What this task involves
Extend the taint-analysis reference on sinks, sanitizers and propagation below, continuing after its last line.

Given text
Exec Sinks (Class A)

ID Pattern Language
py-os-system os.system() Python
py-os-popen os.popen() Python
py-subprocess-call subprocess.call() Python
py-subprocess-run subprocess.run() Python
py-subprocess-popen subprocess.Popen() Python
js-child-process-exec child_process.exec() JavaScript
js-child-process-execsync child_process.execSync() JavaScript
js-child-process-spawn child_process.spawn() JavaScript

Eval Sinks (Class A)

ID Pattern Language
py-eval eval() Python
py-exec exec() Python
py-compile compile() Python
js-eval eval() JavaScript
js-function new Function() JavaScript

Filesystem Sinks (Class B)

ID Pattern Language
py-open open() Python
py-pathlib-read Path.read_text() Python
py-shutil-copy shutil.copy() Python
py-os-remove os.remove() Python
js-fs-readfile fs.readFileSync() JavaScript
js-fs-writefile fs.writeFileSync() JavaScript

Network Sinks (Class C)

ID Pattern Language
py-requests-get requests.get() Python
py-requests-post requests.post() Python
py-urllib-urlopen urllib.request.urlopen() Python
py-httpx-get httpx.get() Python
js-fetch fetch() JavaScript
js-axios-get axios.get() JavaScript

Database Sinks (Class D)

ID Pattern Language
py-cursor-execute cursor.execute() Python
py-conn-execute connection.execute() Python
js-query .query() JavaScript
js-raw .raw() JavaScript

Logging Sinks (Class E)

ID Pattern Language
py-print print() Python
py-logging-info logging.info() Python
py-logger-info logger.info() Python
js-console-log console.log() JavaScript
js-console-error console.error() JavaScript

LLM Sinks (Class H)

ID Pattern Language
py-openai-chat openai.ChatCompletion.create() Python
py-anthropic-messages anthropic.messages.create() Python
py-langchain-invoke langchain.llms.invoke() Python
js-openai-chat openai.chat.completions.create() JavaScript

Sanitizers (Taint Breakers)

Sanitizers break the taint chain for specific sink categories:

Path Sanitizers (Class B)

ID Pattern Sanitizes
py-os-path-normpath os.path.normpath() Filesystem
py-os-path-abspath os.path.abspath() Filesystem
py-os-path-realpath os.path.realpath() Filesystem
py-pathlib-resolve Path.resolve() Filesystem
js-path-normalize path.normalize() Filesystem
js-path-resolve path.resolve() Filesystem

URL Sanitizers (Class C)

ID Pattern Sanitizes
py-urllib-parse urllib.parse.urlparse() Network
js-url-parse new URL() Network

Shell Sanitizers (Class A)

ID Pattern Sanitizes
py-shlex-quote shlex.quote() Exec
py-shlex-split shlex.split() Exec

Taint Propagation

Assignment

Taint propagates through assignment:

user_input = request.args.get("q")  # tainted
query = user_input                   # tainted (assigned)

String Operations

Taint propagates through concatenation and formatting:

user_input = request.args.get("q")  # tainted
cmd = "grep " + user_input          # tainted (concat)

Entries shown
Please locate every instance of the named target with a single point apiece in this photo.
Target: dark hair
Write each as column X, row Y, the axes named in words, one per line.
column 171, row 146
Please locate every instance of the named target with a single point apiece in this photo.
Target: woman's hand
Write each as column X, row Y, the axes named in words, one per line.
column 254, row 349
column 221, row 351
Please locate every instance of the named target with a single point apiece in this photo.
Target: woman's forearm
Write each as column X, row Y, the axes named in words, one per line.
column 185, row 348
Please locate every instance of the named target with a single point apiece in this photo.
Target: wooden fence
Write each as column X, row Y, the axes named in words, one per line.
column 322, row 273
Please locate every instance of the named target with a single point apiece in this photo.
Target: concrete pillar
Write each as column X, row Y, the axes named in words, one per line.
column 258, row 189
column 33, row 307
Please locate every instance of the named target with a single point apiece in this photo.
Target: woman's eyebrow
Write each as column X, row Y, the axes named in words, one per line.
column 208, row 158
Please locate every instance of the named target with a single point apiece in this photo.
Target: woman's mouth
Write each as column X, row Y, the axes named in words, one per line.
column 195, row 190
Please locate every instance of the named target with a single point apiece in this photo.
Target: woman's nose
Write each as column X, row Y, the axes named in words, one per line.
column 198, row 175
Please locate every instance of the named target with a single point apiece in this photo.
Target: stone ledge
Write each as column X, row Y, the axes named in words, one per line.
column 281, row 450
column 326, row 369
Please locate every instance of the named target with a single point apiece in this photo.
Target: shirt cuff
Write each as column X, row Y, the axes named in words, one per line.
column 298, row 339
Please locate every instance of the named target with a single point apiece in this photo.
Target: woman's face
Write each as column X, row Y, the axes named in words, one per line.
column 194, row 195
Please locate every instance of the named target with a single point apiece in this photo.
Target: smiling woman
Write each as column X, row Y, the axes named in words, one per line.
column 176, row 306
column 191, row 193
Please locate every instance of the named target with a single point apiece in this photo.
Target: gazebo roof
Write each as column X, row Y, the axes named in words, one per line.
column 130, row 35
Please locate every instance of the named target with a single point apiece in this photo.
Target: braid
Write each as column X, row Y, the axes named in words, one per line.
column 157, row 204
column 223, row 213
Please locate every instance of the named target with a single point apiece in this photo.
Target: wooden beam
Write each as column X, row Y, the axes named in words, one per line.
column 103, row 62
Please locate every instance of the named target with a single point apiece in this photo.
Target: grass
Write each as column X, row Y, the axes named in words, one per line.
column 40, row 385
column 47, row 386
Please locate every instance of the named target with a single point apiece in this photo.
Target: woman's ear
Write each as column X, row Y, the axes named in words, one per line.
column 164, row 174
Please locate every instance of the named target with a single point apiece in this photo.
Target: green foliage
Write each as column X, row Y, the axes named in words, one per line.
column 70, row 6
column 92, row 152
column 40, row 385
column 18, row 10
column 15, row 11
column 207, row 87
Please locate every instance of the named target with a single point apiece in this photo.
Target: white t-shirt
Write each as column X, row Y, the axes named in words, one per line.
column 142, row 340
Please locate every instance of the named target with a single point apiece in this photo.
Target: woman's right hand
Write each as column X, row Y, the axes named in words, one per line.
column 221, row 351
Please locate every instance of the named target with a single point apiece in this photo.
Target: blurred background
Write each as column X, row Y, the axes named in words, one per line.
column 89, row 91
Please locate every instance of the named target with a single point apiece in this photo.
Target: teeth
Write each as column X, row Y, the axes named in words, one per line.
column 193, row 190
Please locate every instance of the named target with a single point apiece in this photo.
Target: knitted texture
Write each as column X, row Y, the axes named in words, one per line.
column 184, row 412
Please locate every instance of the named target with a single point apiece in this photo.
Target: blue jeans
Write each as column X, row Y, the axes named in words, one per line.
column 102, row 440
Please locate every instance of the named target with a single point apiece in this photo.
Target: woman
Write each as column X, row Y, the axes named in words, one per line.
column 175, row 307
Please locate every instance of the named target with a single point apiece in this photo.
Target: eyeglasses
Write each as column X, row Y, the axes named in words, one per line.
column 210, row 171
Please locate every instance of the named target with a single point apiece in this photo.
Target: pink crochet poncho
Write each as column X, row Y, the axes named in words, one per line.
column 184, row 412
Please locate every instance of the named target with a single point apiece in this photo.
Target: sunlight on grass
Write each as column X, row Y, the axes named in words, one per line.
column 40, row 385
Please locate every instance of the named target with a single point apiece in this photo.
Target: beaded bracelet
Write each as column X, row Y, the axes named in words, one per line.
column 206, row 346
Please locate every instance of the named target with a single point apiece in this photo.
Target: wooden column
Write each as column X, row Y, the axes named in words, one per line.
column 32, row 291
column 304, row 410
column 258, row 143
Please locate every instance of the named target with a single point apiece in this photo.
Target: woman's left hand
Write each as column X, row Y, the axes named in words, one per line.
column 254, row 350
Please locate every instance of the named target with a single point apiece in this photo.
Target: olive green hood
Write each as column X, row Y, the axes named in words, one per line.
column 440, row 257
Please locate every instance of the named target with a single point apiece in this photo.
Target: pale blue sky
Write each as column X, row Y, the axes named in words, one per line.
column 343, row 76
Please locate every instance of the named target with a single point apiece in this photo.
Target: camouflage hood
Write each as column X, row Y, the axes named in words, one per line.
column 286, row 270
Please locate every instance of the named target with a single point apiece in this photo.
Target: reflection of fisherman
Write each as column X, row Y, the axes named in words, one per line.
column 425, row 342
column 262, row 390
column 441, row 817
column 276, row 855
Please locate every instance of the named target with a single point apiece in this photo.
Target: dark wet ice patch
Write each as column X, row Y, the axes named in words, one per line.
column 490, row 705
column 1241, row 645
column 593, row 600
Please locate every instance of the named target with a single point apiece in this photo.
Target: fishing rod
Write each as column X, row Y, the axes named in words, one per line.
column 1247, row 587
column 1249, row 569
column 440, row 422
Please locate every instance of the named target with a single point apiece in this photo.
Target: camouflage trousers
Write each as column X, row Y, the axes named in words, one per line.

Reply
cmd2 = f"grep {user_input}"         # tainted (f-string)

Property Access

Taint propagates through object properties:

obj = tainted_object                # obj is tainted
value = obj.property                # value is tainted
value2 = obj["key"]                 # value2 is tainted

Control Flow

Taint is merged at join points:

if condition:
    x = tainted_value  # x tainted in then-branch
else:
    x = safe_value     # x not tainted in else-branch
# x is tainted (conservative merge)

Loops

Loops are analyzed twice to propagate taint through iterations:

items = tainted_list
for item in items:  # item is tainted (from iteration)
    process(item)

Closures/Lambdas

Closures capture taint from parent scope:

tainted = request.args.get("q")
callback = lambda: execute(tainted)  # captures taint

Callback Arguments

Iterator methods propagate taint to callbacks:

tainted_list = get_tainted_data()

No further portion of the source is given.